--- start of Supplied records ---
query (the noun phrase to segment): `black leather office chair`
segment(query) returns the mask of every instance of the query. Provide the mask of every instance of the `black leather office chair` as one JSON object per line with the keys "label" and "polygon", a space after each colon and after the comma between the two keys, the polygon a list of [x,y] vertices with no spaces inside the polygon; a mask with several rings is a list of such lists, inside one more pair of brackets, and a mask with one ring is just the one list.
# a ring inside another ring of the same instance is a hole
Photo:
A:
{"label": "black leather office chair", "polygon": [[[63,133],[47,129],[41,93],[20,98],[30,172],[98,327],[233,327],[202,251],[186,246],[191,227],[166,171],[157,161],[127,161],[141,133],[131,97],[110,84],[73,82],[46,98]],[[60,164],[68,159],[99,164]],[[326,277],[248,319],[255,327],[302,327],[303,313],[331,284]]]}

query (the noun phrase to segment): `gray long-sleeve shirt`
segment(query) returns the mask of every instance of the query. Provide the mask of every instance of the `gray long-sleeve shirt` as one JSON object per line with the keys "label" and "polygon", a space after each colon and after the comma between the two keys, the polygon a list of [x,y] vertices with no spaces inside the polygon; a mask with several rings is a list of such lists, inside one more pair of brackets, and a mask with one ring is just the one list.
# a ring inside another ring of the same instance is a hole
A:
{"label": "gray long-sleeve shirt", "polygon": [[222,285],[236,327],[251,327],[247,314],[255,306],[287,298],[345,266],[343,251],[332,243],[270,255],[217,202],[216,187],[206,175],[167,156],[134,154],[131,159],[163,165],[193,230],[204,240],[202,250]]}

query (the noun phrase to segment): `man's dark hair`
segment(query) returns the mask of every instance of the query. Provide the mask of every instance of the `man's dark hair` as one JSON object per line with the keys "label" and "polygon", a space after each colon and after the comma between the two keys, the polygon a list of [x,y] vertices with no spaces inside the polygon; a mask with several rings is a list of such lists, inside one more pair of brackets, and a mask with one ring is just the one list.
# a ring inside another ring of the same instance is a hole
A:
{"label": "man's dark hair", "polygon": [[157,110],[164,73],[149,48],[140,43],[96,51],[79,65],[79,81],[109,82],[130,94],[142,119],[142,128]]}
--- end of Supplied records ---
§ Task instructions
Return each line above that contains the word "black", copied in full.

§ Solved problem
query (the noun phrase to segment): `black leather office chair`
segment(query) returns the mask of every instance of the query. Provide the mask of every instance of the `black leather office chair` as one JSON object per line with the keys "label" and "polygon", a space after each colon and after the comma between the two keys, the polygon a list of [x,y] vertices with no spaces inside the polygon; a mask with several rings is a list of such lists, inside one more pair of brackets, and a mask with one ring is just the one list.
{"label": "black leather office chair", "polygon": [[[63,133],[47,129],[41,93],[20,98],[30,172],[98,327],[233,327],[202,251],[186,246],[191,227],[166,171],[157,161],[127,161],[141,133],[131,97],[110,84],[73,82],[46,98]],[[60,164],[68,159],[99,164]],[[326,277],[248,319],[255,327],[302,327],[303,313],[331,284]]]}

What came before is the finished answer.